Aşağıdaki kayıtlarda "Check that each instance of the brown" ifadesini içeren satırdan "<point>279,280</point>" ifadesini içeren satıra kadar uzanan bölümü, iki uç satır da dahil olmak üzere harfi harfine yineleyin.

(Bir derlemeden alınmış kayıtlar)
· · ·

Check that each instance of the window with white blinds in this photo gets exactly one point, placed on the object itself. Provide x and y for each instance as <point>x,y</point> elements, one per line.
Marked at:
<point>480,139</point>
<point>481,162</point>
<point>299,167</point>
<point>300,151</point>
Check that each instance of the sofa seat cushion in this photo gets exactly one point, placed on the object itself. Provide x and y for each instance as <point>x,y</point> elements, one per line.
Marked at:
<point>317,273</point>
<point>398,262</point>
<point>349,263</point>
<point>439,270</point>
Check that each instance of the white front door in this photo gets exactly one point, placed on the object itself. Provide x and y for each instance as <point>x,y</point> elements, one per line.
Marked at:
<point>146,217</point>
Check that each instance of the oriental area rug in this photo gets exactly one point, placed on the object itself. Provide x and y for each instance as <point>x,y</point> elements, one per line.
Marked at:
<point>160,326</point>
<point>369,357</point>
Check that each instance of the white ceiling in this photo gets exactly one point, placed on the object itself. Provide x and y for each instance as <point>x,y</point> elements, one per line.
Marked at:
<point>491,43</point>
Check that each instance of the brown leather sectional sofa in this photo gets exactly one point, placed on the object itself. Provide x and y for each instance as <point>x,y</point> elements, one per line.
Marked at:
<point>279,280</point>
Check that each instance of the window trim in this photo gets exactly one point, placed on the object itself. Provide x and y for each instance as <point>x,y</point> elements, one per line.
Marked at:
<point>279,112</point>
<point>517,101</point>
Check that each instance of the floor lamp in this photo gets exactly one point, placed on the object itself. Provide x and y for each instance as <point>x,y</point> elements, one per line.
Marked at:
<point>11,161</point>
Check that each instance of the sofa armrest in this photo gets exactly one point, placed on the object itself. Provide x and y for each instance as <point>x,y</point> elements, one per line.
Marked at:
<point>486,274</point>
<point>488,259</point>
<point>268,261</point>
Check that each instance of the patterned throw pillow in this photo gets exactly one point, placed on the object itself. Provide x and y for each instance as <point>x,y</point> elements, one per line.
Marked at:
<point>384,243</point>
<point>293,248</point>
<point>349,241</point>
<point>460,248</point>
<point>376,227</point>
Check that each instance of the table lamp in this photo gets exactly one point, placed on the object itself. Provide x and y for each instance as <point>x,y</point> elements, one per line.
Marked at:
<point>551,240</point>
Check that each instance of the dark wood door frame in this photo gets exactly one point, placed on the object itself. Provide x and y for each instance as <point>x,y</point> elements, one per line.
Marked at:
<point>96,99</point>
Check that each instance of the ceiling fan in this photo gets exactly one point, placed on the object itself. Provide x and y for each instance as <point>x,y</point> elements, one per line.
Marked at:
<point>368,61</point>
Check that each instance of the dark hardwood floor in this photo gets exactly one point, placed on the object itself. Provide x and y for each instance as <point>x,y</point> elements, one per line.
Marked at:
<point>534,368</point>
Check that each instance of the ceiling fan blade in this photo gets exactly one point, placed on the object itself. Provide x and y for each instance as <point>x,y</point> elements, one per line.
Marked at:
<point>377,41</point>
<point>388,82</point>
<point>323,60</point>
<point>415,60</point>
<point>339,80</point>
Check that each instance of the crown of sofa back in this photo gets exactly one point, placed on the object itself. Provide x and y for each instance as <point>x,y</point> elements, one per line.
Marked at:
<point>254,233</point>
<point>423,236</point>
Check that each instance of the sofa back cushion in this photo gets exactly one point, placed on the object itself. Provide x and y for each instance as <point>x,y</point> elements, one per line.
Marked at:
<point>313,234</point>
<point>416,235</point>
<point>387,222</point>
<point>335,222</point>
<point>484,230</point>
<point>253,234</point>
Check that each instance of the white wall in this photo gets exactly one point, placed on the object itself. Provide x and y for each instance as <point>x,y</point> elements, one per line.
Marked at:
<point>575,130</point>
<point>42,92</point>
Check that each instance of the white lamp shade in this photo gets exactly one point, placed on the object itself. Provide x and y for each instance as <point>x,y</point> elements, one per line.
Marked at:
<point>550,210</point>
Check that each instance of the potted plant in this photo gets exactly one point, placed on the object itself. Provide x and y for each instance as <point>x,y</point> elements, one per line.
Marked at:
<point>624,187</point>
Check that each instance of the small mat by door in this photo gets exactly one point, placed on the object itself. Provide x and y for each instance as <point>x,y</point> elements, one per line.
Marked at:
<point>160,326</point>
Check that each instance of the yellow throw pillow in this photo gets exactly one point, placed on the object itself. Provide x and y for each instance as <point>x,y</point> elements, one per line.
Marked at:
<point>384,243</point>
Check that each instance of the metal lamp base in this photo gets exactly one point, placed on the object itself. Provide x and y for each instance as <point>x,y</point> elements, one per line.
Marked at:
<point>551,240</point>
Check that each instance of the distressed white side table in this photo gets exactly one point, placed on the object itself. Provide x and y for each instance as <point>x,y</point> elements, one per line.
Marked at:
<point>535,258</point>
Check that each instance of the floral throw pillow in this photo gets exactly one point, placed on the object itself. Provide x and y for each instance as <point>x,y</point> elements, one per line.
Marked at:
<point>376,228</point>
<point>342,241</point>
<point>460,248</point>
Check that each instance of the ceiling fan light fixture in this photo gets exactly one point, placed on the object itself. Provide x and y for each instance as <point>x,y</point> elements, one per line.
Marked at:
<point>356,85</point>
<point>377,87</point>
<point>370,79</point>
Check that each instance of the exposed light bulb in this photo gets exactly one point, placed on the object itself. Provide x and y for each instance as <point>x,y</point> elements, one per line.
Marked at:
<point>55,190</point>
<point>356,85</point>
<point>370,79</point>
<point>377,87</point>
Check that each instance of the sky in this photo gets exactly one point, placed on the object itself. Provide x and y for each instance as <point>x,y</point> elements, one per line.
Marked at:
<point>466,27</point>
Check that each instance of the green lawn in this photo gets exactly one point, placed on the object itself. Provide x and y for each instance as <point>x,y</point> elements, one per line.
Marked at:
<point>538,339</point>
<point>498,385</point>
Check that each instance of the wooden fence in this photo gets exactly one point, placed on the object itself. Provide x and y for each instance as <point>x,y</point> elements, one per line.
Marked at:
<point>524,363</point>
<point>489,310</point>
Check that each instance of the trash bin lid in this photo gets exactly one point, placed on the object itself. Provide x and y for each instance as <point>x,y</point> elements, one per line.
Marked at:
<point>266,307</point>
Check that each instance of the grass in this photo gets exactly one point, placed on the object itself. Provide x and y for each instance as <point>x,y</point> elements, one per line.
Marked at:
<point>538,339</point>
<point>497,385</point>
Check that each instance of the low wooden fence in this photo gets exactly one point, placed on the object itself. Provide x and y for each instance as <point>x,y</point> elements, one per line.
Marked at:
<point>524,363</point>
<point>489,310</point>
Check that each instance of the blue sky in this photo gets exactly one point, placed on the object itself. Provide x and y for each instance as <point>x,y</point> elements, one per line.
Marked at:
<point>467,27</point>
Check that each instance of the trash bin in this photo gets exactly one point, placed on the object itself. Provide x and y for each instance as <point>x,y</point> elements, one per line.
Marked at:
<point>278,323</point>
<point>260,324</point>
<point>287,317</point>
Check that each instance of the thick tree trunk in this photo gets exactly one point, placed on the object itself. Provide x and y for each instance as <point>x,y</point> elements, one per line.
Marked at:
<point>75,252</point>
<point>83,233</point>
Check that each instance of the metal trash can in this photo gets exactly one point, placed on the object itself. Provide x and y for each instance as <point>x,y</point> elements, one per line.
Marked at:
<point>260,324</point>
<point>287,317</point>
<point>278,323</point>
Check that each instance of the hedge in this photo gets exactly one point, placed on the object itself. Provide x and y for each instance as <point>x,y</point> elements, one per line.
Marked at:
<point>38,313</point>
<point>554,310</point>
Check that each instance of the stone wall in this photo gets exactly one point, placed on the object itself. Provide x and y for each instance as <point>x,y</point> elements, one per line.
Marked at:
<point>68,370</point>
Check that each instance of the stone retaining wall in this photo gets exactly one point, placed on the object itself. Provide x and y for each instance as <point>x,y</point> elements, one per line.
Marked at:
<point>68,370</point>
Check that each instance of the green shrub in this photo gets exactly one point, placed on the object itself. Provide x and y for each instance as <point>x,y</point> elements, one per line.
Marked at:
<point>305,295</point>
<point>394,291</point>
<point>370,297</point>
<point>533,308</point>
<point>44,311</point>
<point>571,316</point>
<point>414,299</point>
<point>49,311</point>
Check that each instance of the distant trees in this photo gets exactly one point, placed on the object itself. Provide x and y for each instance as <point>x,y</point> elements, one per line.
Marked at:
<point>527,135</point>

· · ·

▸ **Doğru Çıktı**
Check that each instance of the brown leather sectional sofa in this photo gets exactly one point, placed on the object itself. Provide x and y for each instance as <point>x,y</point> elements, one per line.
Marked at:
<point>279,280</point>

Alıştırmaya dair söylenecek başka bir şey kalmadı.